▶ [Set task 1]:
From the passage about purity teachings at church, reproduce the text between "For the virgins, messages" and "the best option.", inclusive.
▶ [Set task 2]:
In the passage about purity teachings at church, what did the pastor glue together before tearing them apart?
▶ [Set task 3]:
Please translate this sentence from the passage about purity teachings at church into Spanish: "They repeatedly admonished us to “maintain our purity.”"
## START Selected text
When I was 16 years old, a middle-aged guy from my church gave me advice on choosing a woman to marry. According to that man, the most important consideration was the following: “Whatever you do, Josh, make sure you marry a virgin.”

I had heard this advice from many others in the church, but not quite as explicitly as he said it. Instead, others implicitly made the same point by reminding us youngsters that “true love waits.” They repeatedly admonished us to “maintain our purity.” And we were told that if we gave away our virginity, the best we could hope for was God’s forgiveness and a type of secondhand, “restored virginity.” No doubt, we all knew that “restored virginity” was just a cheap imitation of the real thing. We saw the pastor get up and glue two construction paper hearts together, let them dry, and then tear them apart.

“Once you become one with another person,” the pastor gravely said, “it can’t be undone. There will always be a deep, physical and spiritual bond between those two hearts.”

For the virgins, messages like these naturally engendered a type of spiritual pride. We could sport our promise rings and inwardly boast that we had successfully resisted having intercourse (though, let’s face it, oftentimes it was due to fear or the lack of opportunity). But for the non-virgins, it tended to invoke shame, leaving them with one of two options: (a) hide their sexual sins; or (b) share their sins as part of their salvation/rededication story. For the female non-virgins in particular, hiding was usually the best option.
## END Selected text
## START Stored rows
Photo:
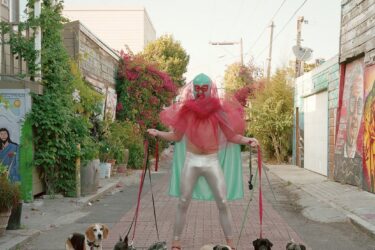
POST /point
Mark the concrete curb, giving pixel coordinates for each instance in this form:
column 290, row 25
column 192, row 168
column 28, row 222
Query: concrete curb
column 15, row 239
column 108, row 187
column 353, row 218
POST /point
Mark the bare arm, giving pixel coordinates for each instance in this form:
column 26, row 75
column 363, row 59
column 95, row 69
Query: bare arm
column 237, row 138
column 169, row 136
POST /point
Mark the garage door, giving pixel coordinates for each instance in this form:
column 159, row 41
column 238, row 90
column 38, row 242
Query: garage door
column 316, row 133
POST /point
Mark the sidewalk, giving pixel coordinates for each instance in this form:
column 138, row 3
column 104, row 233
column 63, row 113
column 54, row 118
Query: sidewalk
column 336, row 202
column 45, row 213
column 349, row 202
column 202, row 225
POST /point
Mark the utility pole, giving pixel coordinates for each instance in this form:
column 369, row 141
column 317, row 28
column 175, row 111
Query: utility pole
column 300, row 20
column 38, row 42
column 231, row 43
column 270, row 54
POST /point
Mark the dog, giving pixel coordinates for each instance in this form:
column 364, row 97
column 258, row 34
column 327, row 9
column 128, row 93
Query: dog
column 122, row 244
column 91, row 240
column 262, row 244
column 215, row 247
column 295, row 246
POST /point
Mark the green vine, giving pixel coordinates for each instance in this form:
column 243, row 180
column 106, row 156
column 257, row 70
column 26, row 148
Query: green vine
column 58, row 128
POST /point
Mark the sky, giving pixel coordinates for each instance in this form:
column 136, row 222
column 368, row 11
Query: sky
column 194, row 23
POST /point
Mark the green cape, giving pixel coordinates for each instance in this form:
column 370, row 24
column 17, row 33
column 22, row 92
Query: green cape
column 230, row 160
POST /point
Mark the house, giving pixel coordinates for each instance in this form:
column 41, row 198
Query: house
column 355, row 145
column 316, row 100
column 119, row 26
column 96, row 60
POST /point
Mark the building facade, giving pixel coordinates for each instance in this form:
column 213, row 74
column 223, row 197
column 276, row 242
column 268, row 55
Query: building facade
column 355, row 142
column 120, row 27
column 316, row 99
column 96, row 60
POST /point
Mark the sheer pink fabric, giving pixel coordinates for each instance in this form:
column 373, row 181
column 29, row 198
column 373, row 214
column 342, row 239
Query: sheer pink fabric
column 203, row 120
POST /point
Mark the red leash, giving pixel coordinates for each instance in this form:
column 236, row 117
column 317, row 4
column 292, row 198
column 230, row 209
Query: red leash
column 260, row 192
column 145, row 144
column 156, row 155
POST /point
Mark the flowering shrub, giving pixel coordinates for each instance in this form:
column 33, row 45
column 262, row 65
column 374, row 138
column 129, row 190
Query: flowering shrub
column 142, row 91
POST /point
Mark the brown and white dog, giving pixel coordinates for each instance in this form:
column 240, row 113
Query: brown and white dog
column 91, row 240
column 215, row 247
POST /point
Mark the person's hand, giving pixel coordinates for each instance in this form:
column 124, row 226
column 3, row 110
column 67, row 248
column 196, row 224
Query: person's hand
column 253, row 142
column 152, row 131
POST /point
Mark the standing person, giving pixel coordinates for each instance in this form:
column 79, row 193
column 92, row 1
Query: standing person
column 9, row 155
column 207, row 125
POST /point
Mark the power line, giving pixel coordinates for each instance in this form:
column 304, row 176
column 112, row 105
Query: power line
column 265, row 28
column 283, row 28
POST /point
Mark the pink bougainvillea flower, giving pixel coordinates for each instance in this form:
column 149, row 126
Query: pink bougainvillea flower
column 119, row 106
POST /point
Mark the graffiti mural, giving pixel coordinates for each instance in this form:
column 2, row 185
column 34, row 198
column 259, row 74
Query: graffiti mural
column 349, row 142
column 369, row 130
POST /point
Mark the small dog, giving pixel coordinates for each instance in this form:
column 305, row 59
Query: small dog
column 215, row 247
column 295, row 246
column 91, row 240
column 262, row 244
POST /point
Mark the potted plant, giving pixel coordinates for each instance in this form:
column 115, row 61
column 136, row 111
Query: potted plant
column 104, row 155
column 10, row 197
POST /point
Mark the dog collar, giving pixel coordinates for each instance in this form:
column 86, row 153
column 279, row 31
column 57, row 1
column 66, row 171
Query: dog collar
column 91, row 244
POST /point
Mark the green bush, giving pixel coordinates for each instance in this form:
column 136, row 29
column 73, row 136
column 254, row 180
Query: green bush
column 117, row 137
column 10, row 193
column 136, row 156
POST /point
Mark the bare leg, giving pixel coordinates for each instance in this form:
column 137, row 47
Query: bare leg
column 189, row 177
column 216, row 181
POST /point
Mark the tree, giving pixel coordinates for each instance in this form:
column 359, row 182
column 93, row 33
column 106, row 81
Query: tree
column 142, row 91
column 271, row 116
column 238, row 76
column 169, row 56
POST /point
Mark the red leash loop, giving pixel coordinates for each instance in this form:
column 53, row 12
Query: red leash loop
column 260, row 191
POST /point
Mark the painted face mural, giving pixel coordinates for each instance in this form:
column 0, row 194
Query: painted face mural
column 354, row 108
column 202, row 86
column 369, row 129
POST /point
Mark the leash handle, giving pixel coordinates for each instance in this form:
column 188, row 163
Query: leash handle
column 251, row 186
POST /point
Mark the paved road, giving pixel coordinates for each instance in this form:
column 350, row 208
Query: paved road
column 294, row 214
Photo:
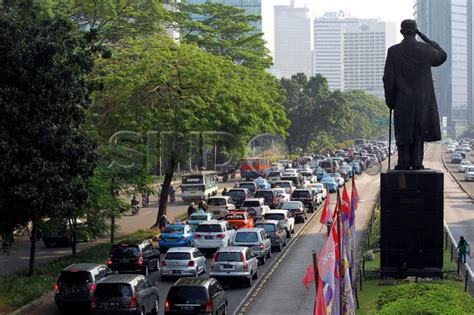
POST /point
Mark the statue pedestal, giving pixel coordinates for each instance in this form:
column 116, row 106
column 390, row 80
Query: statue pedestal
column 411, row 228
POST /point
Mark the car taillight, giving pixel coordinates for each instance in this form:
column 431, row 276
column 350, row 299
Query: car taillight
column 209, row 306
column 133, row 301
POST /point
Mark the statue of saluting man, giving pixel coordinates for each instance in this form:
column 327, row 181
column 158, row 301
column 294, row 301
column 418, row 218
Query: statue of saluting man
column 410, row 93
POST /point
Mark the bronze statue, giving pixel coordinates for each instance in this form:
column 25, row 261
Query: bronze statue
column 410, row 93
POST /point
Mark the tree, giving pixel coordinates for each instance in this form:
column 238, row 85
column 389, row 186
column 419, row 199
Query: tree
column 224, row 31
column 177, row 90
column 43, row 94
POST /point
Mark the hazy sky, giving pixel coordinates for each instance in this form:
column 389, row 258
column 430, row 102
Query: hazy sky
column 387, row 10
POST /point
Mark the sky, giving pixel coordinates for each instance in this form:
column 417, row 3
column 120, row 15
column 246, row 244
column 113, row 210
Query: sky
column 387, row 10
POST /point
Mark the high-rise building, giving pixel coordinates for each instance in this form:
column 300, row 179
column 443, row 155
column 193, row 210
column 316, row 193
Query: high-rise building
column 350, row 52
column 292, row 36
column 449, row 22
column 250, row 6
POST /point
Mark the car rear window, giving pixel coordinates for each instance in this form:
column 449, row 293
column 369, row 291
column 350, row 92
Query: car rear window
column 74, row 277
column 217, row 202
column 111, row 290
column 228, row 256
column 209, row 228
column 187, row 294
column 125, row 251
column 246, row 237
column 267, row 227
column 274, row 216
column 178, row 256
column 251, row 203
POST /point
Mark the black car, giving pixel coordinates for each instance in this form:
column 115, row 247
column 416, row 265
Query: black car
column 126, row 294
column 76, row 284
column 269, row 198
column 275, row 230
column 306, row 197
column 196, row 296
column 130, row 256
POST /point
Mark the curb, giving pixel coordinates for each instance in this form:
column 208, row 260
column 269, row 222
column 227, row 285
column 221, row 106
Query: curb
column 25, row 308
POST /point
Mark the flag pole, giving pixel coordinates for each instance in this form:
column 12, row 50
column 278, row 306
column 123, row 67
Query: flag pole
column 339, row 206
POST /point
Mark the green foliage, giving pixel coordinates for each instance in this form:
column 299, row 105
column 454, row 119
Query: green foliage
column 424, row 298
column 224, row 31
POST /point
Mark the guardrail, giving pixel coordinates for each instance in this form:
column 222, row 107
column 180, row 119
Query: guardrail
column 468, row 273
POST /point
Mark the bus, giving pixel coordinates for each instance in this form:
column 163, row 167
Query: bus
column 254, row 168
column 198, row 186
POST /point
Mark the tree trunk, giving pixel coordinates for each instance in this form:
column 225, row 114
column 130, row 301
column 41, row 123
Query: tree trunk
column 34, row 232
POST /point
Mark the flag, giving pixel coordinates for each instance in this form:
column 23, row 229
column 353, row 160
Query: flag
column 326, row 214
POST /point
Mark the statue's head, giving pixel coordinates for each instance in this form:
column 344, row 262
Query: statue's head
column 408, row 28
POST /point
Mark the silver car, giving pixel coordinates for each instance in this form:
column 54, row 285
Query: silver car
column 234, row 262
column 183, row 261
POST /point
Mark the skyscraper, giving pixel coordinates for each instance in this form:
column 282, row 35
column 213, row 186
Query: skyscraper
column 250, row 7
column 292, row 53
column 449, row 22
column 350, row 52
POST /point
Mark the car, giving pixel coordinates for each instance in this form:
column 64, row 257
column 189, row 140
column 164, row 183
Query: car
column 469, row 173
column 251, row 186
column 285, row 216
column 240, row 219
column 463, row 166
column 196, row 296
column 211, row 235
column 238, row 196
column 298, row 210
column 256, row 239
column 131, row 256
column 338, row 178
column 182, row 261
column 456, row 158
column 275, row 231
column 256, row 207
column 176, row 235
column 305, row 196
column 234, row 262
column 198, row 217
column 75, row 285
column 126, row 294
column 220, row 205
column 262, row 183
column 286, row 184
column 269, row 197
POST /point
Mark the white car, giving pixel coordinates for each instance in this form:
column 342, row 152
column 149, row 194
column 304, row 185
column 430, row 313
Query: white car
column 469, row 174
column 463, row 166
column 285, row 216
column 213, row 234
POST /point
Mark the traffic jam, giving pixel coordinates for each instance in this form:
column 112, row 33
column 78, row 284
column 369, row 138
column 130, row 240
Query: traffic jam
column 208, row 263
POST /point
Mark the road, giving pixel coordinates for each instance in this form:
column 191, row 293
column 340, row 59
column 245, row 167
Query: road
column 18, row 258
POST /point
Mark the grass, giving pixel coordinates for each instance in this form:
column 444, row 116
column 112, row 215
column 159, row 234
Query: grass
column 19, row 289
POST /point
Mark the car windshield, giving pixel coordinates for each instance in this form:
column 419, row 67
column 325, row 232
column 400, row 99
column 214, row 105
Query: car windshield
column 251, row 203
column 187, row 294
column 228, row 256
column 74, row 277
column 274, row 216
column 217, row 202
column 246, row 237
column 125, row 251
column 173, row 230
column 177, row 256
column 269, row 228
column 209, row 228
column 111, row 290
## END Stored rows
▶ [Task response 1]:
For the virgins, messages like these naturally engendered a type of spiritual pride. We could sport our promise rings and inwardly boast that we had successfully resisted having intercourse (though, let’s face it, oftentimes it was due to fear or the lack of opportunity). But for the non-virgins, it tended to invoke shame, leaving them with one of two options: (a) hide their sexual sins; or (b) share their sins as part of their salvation/rededication story. For the female non-virgins in particular, hiding was usually the best option.

▶ [Task response 2]:
Two construction paper hearts.

▶ [Task response 3]:
Nos amonestaban repetidamente a «mantener nuestra pureza».